### Exercise
Taking the line with "find: blue sleeve" as the first and the line with "find: dandelion stem" as the last, set down exactly every line in that range from the entries below, and no more.

### Data shown

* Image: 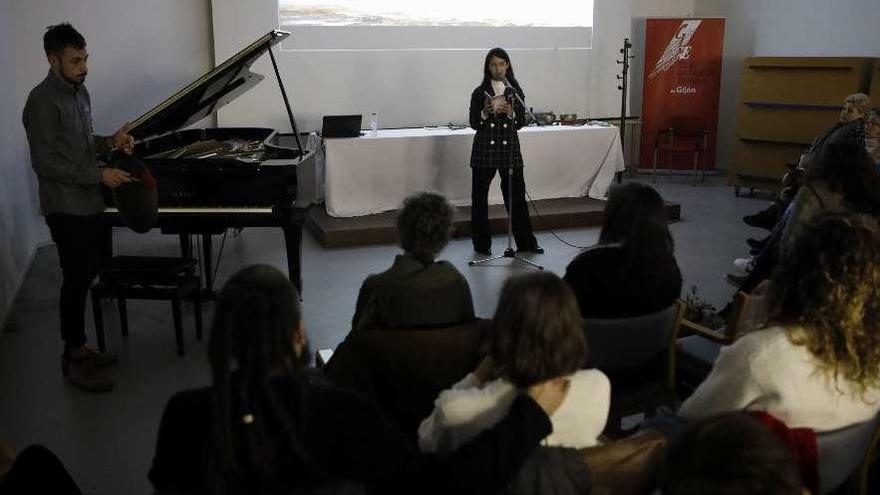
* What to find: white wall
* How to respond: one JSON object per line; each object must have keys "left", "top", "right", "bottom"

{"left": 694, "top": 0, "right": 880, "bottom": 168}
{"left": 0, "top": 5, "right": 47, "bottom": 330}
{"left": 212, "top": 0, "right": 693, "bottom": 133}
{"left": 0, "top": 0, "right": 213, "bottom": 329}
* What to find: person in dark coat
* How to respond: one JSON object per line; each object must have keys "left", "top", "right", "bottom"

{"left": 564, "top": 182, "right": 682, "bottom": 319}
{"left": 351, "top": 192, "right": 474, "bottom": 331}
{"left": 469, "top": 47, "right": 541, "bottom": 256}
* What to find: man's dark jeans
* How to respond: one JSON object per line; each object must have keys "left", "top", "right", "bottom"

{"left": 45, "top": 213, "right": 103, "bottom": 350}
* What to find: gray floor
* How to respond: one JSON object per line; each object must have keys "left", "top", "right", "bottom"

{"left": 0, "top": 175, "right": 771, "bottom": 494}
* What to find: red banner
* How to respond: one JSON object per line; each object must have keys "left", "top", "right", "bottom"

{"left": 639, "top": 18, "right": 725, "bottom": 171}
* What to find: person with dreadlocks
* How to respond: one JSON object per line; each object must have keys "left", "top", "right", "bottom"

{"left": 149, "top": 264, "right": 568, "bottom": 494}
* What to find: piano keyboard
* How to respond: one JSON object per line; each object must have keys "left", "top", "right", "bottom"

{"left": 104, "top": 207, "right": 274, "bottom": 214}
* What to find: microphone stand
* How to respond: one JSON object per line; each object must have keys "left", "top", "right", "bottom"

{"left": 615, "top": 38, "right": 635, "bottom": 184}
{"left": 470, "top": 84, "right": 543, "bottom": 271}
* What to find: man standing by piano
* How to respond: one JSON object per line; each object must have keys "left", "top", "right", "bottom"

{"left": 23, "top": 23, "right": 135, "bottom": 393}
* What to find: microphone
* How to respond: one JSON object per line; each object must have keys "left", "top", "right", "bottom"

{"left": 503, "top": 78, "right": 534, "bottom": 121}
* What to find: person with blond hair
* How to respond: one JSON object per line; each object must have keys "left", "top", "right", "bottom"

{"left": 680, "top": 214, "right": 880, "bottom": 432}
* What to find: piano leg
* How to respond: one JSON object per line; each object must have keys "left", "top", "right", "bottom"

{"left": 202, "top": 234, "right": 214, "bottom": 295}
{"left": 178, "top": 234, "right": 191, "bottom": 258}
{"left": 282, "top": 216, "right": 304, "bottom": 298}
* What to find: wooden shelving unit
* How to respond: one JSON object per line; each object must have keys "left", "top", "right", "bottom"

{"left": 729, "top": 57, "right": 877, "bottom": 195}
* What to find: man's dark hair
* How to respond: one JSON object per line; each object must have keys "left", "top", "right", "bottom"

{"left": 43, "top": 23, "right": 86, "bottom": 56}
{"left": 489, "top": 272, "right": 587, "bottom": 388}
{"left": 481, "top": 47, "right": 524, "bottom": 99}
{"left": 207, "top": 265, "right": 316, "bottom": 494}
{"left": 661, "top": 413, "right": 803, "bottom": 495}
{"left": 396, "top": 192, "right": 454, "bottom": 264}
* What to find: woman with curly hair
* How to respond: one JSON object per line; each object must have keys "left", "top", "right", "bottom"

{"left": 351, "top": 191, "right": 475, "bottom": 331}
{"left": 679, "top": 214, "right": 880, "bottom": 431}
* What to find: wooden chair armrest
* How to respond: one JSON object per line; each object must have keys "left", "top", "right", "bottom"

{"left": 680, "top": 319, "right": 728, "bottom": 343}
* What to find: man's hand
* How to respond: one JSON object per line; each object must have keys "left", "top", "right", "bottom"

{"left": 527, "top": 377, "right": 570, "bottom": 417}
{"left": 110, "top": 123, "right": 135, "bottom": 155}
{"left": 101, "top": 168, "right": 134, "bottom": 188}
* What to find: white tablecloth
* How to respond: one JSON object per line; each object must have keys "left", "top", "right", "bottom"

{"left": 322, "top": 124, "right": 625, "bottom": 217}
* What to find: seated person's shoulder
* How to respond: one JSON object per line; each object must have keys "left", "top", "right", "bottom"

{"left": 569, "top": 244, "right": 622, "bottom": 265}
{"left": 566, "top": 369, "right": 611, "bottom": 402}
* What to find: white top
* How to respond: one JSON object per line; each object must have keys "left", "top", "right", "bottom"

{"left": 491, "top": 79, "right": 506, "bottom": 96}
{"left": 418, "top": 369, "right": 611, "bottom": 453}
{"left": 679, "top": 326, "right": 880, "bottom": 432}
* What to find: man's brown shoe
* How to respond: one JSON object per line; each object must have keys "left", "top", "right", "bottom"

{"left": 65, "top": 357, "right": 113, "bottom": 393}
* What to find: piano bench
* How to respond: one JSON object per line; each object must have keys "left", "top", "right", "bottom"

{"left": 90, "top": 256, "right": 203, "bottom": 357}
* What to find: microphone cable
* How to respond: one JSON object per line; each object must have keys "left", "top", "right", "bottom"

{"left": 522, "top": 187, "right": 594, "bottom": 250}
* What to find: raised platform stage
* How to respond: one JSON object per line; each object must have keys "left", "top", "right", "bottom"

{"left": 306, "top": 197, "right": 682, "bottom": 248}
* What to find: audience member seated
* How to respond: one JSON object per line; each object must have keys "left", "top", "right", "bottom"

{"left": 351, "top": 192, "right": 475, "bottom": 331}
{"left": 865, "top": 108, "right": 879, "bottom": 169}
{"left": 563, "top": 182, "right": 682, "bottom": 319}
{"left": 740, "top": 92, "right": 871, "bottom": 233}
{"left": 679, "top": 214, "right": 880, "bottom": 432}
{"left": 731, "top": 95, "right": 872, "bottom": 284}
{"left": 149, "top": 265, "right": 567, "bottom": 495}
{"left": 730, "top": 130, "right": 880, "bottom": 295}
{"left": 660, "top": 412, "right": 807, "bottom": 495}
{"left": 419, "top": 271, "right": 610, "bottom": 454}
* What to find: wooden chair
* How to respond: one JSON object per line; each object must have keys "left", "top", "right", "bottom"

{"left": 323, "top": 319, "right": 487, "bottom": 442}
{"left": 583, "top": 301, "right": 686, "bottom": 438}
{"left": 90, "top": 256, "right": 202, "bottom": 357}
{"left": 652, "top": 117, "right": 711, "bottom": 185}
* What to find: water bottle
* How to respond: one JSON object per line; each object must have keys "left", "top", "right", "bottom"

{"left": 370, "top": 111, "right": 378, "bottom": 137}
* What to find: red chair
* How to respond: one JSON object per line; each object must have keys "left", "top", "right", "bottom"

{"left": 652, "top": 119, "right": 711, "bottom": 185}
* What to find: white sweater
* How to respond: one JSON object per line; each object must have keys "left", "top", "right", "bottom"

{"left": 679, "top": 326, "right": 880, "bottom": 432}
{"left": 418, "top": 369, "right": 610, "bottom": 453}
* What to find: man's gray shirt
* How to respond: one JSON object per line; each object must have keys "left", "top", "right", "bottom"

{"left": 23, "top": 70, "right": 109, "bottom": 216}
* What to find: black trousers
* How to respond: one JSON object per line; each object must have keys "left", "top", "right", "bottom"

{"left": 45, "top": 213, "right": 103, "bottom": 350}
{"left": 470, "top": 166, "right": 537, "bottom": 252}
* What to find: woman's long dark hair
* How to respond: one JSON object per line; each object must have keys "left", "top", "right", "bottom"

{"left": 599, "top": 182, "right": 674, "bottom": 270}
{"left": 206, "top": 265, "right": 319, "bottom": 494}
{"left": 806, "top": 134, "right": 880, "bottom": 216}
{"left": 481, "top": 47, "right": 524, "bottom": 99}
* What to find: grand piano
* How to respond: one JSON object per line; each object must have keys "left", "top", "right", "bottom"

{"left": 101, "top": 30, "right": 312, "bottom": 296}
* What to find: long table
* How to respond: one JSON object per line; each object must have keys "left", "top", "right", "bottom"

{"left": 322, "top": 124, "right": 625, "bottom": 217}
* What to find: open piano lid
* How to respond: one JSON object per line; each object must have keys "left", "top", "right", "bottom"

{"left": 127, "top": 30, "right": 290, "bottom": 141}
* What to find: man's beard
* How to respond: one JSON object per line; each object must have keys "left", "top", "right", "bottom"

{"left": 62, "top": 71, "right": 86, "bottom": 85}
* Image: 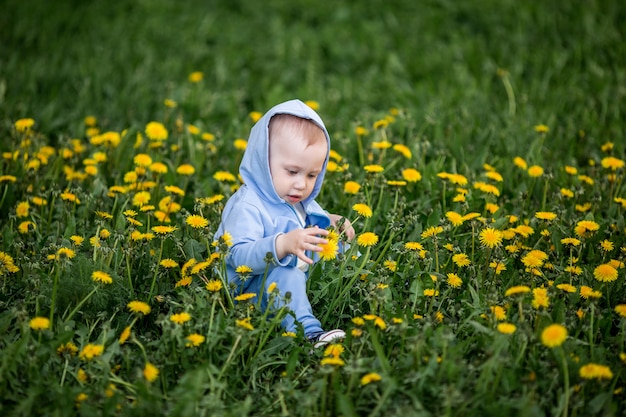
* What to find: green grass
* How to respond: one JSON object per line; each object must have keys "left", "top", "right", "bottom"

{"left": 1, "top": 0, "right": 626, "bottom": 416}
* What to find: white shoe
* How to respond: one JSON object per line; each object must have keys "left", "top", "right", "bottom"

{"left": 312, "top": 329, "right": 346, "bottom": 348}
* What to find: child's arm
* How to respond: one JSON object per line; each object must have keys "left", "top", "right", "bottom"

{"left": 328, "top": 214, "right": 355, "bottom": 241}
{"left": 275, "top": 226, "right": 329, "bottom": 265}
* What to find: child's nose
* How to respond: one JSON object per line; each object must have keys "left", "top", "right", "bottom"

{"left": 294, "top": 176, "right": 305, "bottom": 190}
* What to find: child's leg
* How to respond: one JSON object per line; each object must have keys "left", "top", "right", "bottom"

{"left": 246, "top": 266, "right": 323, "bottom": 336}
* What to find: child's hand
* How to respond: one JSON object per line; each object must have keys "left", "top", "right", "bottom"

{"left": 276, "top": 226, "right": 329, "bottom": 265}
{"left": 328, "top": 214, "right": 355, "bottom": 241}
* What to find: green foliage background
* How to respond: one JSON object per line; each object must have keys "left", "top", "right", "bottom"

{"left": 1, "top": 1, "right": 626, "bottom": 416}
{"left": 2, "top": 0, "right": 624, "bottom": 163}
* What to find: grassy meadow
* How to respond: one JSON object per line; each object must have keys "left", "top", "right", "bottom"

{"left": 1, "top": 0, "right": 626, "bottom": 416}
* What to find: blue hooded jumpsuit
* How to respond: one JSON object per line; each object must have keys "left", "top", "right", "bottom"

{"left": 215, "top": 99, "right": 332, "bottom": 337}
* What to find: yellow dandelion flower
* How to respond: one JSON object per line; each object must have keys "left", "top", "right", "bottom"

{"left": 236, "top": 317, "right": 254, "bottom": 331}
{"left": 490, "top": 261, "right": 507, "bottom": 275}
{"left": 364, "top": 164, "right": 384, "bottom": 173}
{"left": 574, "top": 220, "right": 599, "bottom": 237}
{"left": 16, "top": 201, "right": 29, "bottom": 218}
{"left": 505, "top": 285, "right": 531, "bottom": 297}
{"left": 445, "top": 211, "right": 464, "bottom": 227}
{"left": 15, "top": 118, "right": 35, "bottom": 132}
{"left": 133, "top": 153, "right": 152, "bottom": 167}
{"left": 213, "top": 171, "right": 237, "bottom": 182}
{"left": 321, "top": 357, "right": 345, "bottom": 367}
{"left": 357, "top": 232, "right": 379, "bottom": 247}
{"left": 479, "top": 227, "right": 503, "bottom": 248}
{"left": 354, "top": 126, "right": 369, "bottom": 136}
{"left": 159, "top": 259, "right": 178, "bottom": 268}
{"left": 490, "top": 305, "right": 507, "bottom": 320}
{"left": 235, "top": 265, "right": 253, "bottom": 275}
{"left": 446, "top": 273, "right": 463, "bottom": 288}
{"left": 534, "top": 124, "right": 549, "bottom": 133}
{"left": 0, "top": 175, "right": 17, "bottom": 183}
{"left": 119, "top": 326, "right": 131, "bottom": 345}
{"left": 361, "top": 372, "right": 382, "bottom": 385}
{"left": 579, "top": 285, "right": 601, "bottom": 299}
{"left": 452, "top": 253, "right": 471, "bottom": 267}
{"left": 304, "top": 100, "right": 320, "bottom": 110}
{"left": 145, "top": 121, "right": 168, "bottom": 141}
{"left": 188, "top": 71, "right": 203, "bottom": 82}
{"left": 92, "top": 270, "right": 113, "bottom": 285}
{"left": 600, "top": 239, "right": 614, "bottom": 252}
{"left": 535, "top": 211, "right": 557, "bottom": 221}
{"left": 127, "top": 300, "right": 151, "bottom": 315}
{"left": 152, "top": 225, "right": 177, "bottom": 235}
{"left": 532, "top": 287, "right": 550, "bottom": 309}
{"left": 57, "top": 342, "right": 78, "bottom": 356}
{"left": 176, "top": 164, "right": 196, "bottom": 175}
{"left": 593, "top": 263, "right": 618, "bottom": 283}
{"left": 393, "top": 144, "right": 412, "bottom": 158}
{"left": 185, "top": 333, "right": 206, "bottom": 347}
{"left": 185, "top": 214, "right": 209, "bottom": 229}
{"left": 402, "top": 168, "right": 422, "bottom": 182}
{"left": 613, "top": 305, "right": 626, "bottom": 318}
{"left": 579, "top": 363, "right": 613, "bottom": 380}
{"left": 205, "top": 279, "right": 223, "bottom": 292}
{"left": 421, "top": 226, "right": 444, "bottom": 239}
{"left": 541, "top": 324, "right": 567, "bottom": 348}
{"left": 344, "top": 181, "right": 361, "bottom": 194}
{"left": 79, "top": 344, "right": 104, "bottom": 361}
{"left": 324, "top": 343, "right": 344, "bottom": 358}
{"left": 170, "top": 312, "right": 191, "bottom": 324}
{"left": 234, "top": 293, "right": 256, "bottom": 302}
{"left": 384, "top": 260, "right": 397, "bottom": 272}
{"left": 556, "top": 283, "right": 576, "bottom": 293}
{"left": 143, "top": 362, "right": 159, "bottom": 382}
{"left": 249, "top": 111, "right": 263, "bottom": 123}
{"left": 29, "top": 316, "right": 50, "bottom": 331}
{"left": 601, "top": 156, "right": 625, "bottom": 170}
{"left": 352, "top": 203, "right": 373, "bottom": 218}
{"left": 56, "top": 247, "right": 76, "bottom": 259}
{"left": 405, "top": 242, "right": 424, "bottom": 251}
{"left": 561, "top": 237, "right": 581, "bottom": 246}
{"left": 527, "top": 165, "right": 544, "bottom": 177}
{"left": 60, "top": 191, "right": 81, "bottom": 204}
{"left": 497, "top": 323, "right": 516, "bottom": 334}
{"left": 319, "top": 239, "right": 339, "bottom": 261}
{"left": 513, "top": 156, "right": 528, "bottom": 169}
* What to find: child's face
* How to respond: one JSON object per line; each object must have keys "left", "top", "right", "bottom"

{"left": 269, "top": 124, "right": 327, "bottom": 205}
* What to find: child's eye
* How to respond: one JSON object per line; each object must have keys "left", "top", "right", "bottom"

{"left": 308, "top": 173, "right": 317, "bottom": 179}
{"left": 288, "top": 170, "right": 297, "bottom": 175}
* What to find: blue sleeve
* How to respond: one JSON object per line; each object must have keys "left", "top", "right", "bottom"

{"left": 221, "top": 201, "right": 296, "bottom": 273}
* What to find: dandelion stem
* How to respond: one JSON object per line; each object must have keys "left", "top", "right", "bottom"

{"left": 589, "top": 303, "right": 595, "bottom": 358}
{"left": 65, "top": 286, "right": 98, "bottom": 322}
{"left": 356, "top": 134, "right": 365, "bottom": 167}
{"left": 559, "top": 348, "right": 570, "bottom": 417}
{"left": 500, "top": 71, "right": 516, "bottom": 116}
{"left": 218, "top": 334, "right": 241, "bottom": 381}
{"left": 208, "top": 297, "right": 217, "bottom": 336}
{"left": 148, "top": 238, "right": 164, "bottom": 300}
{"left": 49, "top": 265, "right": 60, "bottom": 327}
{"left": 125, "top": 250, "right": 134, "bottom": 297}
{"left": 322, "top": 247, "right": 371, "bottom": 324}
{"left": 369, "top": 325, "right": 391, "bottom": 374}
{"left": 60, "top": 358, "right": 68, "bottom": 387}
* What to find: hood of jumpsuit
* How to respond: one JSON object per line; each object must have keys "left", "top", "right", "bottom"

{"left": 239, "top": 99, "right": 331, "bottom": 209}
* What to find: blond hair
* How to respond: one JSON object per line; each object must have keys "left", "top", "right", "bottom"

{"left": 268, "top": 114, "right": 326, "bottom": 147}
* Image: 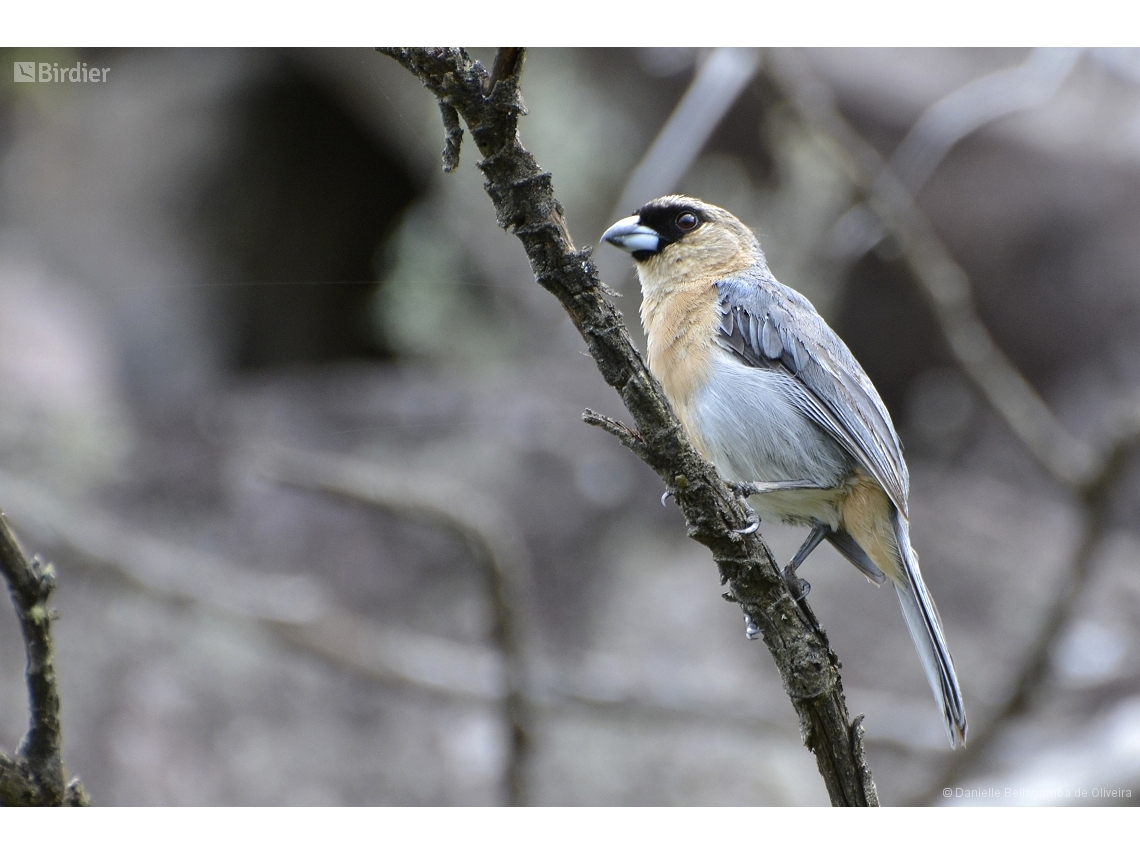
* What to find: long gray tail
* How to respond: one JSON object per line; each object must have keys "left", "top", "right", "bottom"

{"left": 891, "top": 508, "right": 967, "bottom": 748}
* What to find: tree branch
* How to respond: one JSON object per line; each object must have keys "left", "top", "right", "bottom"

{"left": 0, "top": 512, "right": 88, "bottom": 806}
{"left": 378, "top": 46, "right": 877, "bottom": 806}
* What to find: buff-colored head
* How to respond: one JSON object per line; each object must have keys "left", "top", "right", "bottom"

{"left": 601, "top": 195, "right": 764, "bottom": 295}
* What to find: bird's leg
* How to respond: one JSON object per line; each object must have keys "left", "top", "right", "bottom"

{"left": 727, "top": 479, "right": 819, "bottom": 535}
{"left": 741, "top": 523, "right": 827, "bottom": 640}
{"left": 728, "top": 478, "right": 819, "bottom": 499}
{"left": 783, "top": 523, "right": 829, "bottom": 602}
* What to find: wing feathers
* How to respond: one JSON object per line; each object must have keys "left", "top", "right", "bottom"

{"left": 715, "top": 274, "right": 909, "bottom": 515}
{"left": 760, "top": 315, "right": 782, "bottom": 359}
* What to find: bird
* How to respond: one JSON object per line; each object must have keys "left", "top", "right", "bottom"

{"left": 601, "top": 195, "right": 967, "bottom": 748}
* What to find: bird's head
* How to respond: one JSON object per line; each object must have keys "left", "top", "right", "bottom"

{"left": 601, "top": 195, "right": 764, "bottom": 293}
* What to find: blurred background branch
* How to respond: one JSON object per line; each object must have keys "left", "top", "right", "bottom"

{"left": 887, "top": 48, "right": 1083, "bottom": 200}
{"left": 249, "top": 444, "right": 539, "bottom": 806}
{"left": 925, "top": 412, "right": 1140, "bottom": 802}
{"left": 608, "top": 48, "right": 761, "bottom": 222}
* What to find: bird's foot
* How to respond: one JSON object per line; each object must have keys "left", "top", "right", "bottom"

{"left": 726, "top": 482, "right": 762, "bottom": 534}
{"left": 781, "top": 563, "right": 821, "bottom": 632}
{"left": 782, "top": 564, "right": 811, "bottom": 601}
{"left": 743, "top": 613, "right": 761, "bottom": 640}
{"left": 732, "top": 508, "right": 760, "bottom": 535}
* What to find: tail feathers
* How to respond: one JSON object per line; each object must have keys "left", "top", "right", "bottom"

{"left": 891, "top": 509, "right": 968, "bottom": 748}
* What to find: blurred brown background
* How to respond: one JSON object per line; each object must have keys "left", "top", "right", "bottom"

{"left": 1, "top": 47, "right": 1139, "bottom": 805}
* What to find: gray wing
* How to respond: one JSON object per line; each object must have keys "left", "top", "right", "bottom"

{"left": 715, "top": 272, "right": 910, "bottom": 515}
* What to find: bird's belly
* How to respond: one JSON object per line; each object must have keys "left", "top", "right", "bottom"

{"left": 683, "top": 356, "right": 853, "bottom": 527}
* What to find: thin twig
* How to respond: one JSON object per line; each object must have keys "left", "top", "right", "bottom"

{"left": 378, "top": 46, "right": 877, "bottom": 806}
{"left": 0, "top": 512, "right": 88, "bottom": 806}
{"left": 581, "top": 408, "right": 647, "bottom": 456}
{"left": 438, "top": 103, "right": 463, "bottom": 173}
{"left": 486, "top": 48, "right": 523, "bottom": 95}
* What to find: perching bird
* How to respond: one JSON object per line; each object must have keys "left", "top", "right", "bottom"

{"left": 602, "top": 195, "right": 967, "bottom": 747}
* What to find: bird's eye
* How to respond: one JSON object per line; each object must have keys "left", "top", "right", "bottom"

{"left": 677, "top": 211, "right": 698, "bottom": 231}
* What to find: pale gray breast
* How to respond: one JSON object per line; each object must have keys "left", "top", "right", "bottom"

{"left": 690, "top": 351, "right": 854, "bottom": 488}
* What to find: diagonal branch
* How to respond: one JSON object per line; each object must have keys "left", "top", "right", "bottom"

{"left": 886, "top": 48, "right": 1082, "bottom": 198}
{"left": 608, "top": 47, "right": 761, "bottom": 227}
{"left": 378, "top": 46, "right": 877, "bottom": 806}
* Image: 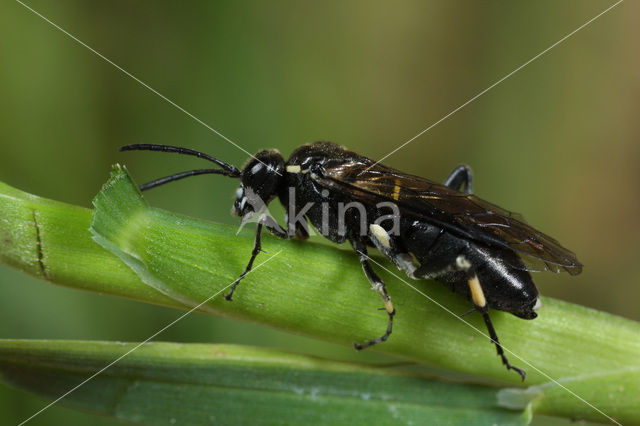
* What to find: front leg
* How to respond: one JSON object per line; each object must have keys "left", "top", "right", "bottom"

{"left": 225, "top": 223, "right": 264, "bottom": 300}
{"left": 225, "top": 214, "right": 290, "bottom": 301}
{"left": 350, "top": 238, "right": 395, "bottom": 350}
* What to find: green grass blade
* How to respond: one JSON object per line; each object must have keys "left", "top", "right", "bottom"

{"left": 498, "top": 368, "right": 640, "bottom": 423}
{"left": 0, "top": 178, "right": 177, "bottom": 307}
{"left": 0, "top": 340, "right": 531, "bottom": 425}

### Solved problem
* What to find: blue sleeve
* How to respond: one JSON object per line; each object must have keys "left", "top", "right", "bottom"

{"left": 221, "top": 201, "right": 296, "bottom": 273}
* What to find: dandelion stem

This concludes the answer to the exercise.